_Record excerpts:_
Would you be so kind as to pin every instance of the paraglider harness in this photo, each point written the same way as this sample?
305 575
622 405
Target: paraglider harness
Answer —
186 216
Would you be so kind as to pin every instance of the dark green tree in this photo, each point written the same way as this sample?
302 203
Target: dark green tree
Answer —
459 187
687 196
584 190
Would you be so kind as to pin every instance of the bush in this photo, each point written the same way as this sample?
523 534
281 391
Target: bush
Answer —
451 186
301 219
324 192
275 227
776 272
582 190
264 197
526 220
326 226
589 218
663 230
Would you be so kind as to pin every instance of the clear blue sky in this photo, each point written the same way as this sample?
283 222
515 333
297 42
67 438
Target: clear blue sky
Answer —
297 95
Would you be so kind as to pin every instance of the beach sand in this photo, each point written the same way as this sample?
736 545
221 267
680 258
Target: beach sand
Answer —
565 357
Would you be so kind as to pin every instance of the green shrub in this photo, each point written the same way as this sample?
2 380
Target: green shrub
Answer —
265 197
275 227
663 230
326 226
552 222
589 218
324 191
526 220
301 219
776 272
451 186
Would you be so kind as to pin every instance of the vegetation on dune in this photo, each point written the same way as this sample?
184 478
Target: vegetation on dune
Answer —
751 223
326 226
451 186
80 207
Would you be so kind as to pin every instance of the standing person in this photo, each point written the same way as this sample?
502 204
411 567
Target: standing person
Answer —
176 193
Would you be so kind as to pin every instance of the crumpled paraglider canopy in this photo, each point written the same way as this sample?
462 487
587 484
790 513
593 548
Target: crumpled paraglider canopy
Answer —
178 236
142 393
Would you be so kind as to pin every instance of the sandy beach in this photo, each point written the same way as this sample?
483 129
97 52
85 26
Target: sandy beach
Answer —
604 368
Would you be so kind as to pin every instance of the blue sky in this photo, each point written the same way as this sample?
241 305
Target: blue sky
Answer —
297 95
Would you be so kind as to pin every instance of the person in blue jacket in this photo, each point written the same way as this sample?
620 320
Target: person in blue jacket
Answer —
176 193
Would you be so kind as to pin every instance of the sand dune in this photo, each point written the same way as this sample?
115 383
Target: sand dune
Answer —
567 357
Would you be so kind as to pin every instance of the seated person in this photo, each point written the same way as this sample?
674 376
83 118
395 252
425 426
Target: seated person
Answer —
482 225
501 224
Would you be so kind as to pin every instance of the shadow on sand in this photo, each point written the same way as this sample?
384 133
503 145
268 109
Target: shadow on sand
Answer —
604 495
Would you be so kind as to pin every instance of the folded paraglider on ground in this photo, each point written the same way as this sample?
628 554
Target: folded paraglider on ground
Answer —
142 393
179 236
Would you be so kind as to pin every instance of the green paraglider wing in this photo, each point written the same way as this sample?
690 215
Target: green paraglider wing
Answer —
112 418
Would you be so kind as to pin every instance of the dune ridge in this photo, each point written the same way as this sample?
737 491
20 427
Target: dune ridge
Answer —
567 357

_Exercise instructions:_ Number every line of the listing above in order, leaving out any blank lines.

_Solved problem:_
1. Would you be so kind as to pin every instance of the paraglider harness in this photo, each point written the same way as this sample?
2. 305 575
3. 622 405
4. Target: paraglider harness
5. Answer —
6. 186 216
7. Would you be so kind as to pin every instance of the dark green tree in this photo, each point written the same way as this sample?
8. 302 203
9. Target: dark green tree
10. Answer —
11. 459 187
12. 687 196
13. 584 190
14. Would you be so kind as to pin every instance of the bush in this photo, each point written the same way as this sample?
15. 523 534
16. 281 391
17. Target: bush
18. Answer —
19. 451 186
20. 301 219
21. 324 192
22. 275 227
23. 776 272
24. 582 190
25. 264 197
26. 526 220
27. 326 226
28. 589 218
29. 663 230
30. Would you be so kind as to pin every instance of the clear blue sky in this photo, each point written the same way as this sample?
31. 283 222
32. 515 333
33. 297 42
34. 67 438
35. Target: clear blue sky
36. Answer —
37. 297 95
38. Would you be so kind as to pin every instance of the beach sand in this photo, each point written the same way as this sample?
39. 736 545
40. 221 267
41. 680 258
42. Target: beach sand
43. Answer —
44. 565 357
45. Would you be so kind as to pin every instance of the green shrub in this photo, each point written the same way as this sample?
46. 2 380
47. Target: green shrub
48. Answer —
49. 265 197
50. 275 227
51. 663 230
52. 326 226
53. 552 222
54. 589 218
55. 324 191
56. 526 220
57. 301 219
58. 776 272
59. 451 186
60. Would you be so kind as to pin every instance of the vegetation on dune in this photo, each point written the same way as this sample?
61. 184 478
62. Target: vegetation on dune
63. Answer —
64. 751 223
65. 326 226
66. 451 186
67. 80 207
68. Would you be so kind as to pin every instance of the standing person in this photo, each point written the same way as this sample?
69. 502 204
70. 411 567
71. Target: standing person
72. Answer —
73. 176 193
74. Would you be so kind as to pin every instance of the crumpled paraglider canopy in this photo, each point written the same way as this sample?
75. 462 487
76. 587 484
77. 790 513
78. 593 548
79. Target: crumpled paraglider canopy
80. Answer —
81. 178 236
82. 142 393
83. Would you be so kind as to pin every instance of the sandy beach in this photo, each point written the same way as this sample?
84. 483 129
85. 97 52
86. 85 26
87. Target: sandy beach
88. Answer —
89. 604 368
90. Would you be so kind as to pin every instance of the blue sky in this photo, each point written the same way as this sample?
91. 241 305
92. Target: blue sky
93. Answer —
94. 297 95
95. Would you be so kind as to pin every instance of the person in blue jacket in this photo, each point written the same way as this sample?
96. 620 320
97. Target: person in blue jacket
98. Answer —
99. 176 193
100. Would you be so kind as to pin every instance of the sand dune in this photo, each point written the same way as this sample?
101. 115 383
102. Target: sand dune
103. Answer —
104. 567 357
105. Would you be so kind as to pin every instance of the seated person in this photo, each point written the same way as this sample?
106. 674 376
107. 83 118
108. 395 252
109. 425 426
110. Target: seated person
111. Answer —
112. 482 225
113. 501 224
114. Would you be so kind as to pin every instance of the shadow on sand in this photo, each point written the same way as this sample?
115. 384 133
116. 503 145
117. 268 109
118. Target: shadow on sand
119. Answer —
120. 604 495
121. Would you be so kind as to pin every instance of the folded paraglider on ground in this photo, each point written the same way as this sample?
122. 628 554
123. Target: folded paraglider on ground
124. Answer —
125. 142 393
126. 179 236
127. Would you be so kind as to pin every instance of the green paraglider wing in this photo, each point written the same way as this sample?
128. 690 215
129. Target: green paraglider wing
130. Answer —
131. 112 418
132. Would you be so kind as to pin every instance of the dune ridge in this photo, each point written the same way as this sample?
133. 737 491
134. 20 427
135. Target: dune ridge
136. Answer —
137. 567 357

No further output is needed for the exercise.